(Saved entries)
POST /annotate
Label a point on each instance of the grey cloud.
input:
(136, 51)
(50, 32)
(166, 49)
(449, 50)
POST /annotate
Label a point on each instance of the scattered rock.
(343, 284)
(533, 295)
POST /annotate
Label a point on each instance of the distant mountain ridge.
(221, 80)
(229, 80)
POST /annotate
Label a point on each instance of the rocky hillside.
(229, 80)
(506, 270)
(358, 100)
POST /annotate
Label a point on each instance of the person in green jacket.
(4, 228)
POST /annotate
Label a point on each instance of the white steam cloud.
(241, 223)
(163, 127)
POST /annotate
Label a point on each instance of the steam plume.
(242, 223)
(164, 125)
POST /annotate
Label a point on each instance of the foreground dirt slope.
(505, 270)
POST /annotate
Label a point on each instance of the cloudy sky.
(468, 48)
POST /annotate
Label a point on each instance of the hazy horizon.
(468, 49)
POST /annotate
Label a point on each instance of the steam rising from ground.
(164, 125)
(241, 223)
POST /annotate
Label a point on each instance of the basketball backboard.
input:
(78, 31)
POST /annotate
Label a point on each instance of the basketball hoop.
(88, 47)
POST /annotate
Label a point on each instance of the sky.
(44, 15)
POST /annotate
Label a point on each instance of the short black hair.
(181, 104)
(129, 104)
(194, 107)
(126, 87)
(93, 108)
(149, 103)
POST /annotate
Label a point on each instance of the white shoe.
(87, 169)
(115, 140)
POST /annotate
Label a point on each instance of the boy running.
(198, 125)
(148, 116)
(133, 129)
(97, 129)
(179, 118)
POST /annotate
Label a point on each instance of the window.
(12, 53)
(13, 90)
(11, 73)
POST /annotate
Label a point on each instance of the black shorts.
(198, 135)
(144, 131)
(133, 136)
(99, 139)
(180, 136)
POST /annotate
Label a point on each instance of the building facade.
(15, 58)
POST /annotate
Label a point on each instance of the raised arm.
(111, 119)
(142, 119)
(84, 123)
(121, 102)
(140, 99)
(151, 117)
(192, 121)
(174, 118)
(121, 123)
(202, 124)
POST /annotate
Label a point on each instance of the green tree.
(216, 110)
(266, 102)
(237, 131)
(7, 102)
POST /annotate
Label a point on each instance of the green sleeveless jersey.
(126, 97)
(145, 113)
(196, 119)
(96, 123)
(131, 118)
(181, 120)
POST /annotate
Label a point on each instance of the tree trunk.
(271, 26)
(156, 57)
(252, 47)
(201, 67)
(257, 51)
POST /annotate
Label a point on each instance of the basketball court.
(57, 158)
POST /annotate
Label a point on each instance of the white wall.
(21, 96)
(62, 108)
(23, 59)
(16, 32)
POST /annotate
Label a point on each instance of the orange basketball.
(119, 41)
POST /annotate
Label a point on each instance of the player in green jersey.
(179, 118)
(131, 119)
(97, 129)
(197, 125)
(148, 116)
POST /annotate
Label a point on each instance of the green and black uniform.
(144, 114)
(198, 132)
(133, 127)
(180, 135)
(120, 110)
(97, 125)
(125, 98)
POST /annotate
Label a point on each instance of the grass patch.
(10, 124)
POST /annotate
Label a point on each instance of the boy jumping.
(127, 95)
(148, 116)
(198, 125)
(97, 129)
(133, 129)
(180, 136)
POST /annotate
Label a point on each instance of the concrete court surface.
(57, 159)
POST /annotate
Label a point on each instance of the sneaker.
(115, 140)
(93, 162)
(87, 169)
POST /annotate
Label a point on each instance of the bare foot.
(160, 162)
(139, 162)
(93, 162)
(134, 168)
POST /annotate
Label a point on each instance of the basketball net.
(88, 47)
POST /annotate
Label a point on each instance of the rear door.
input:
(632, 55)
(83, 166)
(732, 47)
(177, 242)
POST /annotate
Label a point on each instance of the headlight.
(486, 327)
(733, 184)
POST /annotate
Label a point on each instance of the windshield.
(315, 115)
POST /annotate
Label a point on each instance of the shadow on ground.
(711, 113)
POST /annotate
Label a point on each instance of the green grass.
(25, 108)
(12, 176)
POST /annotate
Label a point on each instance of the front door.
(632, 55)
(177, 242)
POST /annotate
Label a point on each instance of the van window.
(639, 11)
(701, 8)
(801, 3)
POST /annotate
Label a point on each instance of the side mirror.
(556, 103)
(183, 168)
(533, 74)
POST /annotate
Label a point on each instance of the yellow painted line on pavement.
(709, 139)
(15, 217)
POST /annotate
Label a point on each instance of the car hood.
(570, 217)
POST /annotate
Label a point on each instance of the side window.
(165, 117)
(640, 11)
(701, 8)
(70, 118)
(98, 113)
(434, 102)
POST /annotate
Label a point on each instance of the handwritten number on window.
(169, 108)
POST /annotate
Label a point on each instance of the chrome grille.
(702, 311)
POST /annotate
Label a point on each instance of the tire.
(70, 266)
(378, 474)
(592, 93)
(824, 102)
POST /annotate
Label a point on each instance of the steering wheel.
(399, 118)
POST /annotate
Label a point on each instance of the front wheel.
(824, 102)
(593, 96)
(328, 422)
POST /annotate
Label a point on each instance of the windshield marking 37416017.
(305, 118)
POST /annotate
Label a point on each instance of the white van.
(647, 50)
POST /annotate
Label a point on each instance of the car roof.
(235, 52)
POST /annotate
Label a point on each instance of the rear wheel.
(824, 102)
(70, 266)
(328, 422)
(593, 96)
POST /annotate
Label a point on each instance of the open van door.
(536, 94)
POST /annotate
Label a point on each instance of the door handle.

ASSIGNED TASK. Send back each record exactly as it stands.

REPLY TO THE EXERCISE.
POST /annotate
Label a point on each instance of the grey cloud.
input:
(136, 51)
(50, 32)
(166, 49)
(449, 50)
POST /annotate
Label a point on each instance of the scattered rock.
(343, 284)
(533, 295)
POST /annotate
Label a point on each instance of the distant mountain ridge.
(221, 80)
(229, 80)
POST /annotate
Label a point on each instance of the rocky hillside.
(229, 80)
(506, 270)
(358, 100)
POST /annotate
Label a point on each instance of the person in green jacket.
(4, 228)
POST /annotate
Label a point on each instance of the white steam cloud.
(241, 223)
(163, 127)
POST /annotate
Label a point on each instance of the steam plume.
(242, 223)
(164, 125)
POST /annotate
Label a point on each instance of the foreground dirt slope.
(505, 270)
POST /annotate
Label a point on each instance of the cloudy sky.
(468, 48)
POST /annotate
Label a point on each instance of the hazy horizon.
(468, 49)
POST /annotate
Label a point on each instance of the steam rising from ground.
(164, 125)
(241, 223)
POST /annotate
Label a point on each instance of the basketball backboard.
input:
(78, 31)
POST /annotate
Label a point on each instance of the basketball hoop.
(88, 47)
POST /annotate
Label a point on each instance of the sky.
(44, 15)
POST /annotate
Label a point on each instance of the short black hair.
(181, 104)
(129, 104)
(194, 107)
(126, 87)
(93, 108)
(149, 103)
POST /annotate
Label a point on each instance of the white shoe.
(87, 169)
(115, 140)
POST /annotate
Label a point on each instance of the boy running.
(198, 125)
(148, 116)
(133, 129)
(97, 129)
(179, 118)
POST /annotate
Label a point on each instance of the window.
(12, 53)
(13, 90)
(11, 73)
POST /annotate
Label a point on each instance of the black shorts.
(198, 135)
(144, 131)
(133, 136)
(99, 139)
(180, 136)
POST /annotate
Label a point on each instance of the building facade.
(15, 58)
POST /annotate
Label a point on each instance of the raised arm.
(111, 119)
(142, 119)
(84, 123)
(121, 102)
(140, 99)
(151, 117)
(192, 121)
(174, 118)
(121, 123)
(202, 124)
POST /annotate
Label a point on each instance of the green tree.
(216, 110)
(266, 102)
(237, 131)
(7, 102)
POST /annotate
Label a point on each instance of the green sleeveless jersey.
(126, 97)
(145, 113)
(196, 119)
(96, 123)
(131, 118)
(181, 120)
POST /annotate
Label a point on each instance of the tree trunk.
(271, 26)
(156, 57)
(252, 47)
(201, 67)
(257, 51)
POST /annotate
Label a point on each instance of the basketball court.
(57, 158)
POST /annotate
Label a point on each instance of the white wall.
(21, 96)
(62, 108)
(23, 59)
(16, 32)
POST /annotate
Label a point on each instance of the orange basketball.
(119, 41)
POST /annotate
Label a point on each instance of the player in green jersey.
(179, 118)
(131, 119)
(97, 129)
(197, 125)
(148, 116)
POST /annotate
Label a point on each instance of the green and black uniform.
(144, 114)
(198, 132)
(133, 127)
(180, 135)
(120, 110)
(97, 125)
(125, 98)
POST /annotate
Label a point on each instance of the grass patch.
(10, 124)
POST /annotate
Label a point on each instance of the boy jumping.
(127, 95)
(148, 116)
(198, 125)
(97, 129)
(133, 129)
(180, 136)
POST /annotate
Label a point on each instance of the concrete court surface.
(57, 159)
POST /annotate
Label a point on each instance of the sneaker.
(115, 140)
(93, 162)
(87, 169)
POST /annotate
Label a point on each instance of the bare foot.
(160, 162)
(139, 162)
(93, 162)
(134, 168)
POST /annotate
Label a point on each instance of the basketball net.
(88, 47)
POST /annotate
Label a point on each instance of the rear door.
input:
(632, 55)
(83, 166)
(732, 47)
(177, 242)
POST /annotate
Label a point on each instance of the headlight.
(486, 327)
(733, 184)
POST /annotate
Label a point on each instance of the windshield.
(315, 115)
POST /annotate
Label a point on each instance of the shadow on ground.
(711, 113)
POST /annotate
Label a point on each instance of the green grass.
(25, 108)
(12, 176)
POST /annotate
Label a point on each instance of the front door.
(632, 55)
(177, 242)
POST /annotate
Label a point on each instance of the van window.
(639, 11)
(701, 8)
(801, 3)
POST /annotate
Label a point on each instance of the side mirror.
(556, 103)
(183, 168)
(533, 74)
POST /annotate
Label a point on each instance of the yellow painted line on pavement.
(709, 139)
(15, 217)
POST /annotate
Label a point on each instance of the car hood.
(570, 217)
POST /annotate
Label a point on each instance of the side window.
(165, 117)
(640, 11)
(701, 8)
(70, 118)
(98, 113)
(434, 102)
POST /annotate
Label a point on each instance of the handwritten number on window.
(169, 108)
POST /annotate
Label a point on each instance of the chrome grille.
(702, 311)
POST /annotate
Label a point on each instance of the tire.
(70, 266)
(378, 474)
(592, 93)
(824, 102)
POST /annotate
Label a point on each instance of the steering wheel.
(399, 118)
POST /annotate
Label a point on each instance of the front wheel.
(824, 102)
(593, 96)
(328, 422)
POST /annotate
Label a point on each instance of the windshield marking 37416017.
(305, 118)
POST /annotate
Label a point on each instance of the white van.
(647, 50)
POST /annotate
Label a point on each instance of the car roof.
(235, 52)
POST /annotate
Label a point on each instance of the rear wheel.
(824, 102)
(70, 266)
(328, 422)
(593, 96)
POST /annotate
Label a point on each instance of the open van door.
(536, 94)
POST /annotate
Label a point on each instance of the door handle.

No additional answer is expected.